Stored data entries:
__________________________________________________
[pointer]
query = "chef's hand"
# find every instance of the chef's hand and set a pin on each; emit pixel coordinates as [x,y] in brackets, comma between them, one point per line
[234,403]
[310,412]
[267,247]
__________________________________________________
### WHAT TO WORK ON
Rewrite all of the records above, replacing "pin" with "marker" and leaving everything else unchanged.

### RESULT OF THE TASK
[pointer]
query = "chef's hand"
# find every instance of the chef's hand and set a marker on each; emit pixel coordinates as [x,y] in brackets, comma between them, one point per line
[234,403]
[310,412]
[267,247]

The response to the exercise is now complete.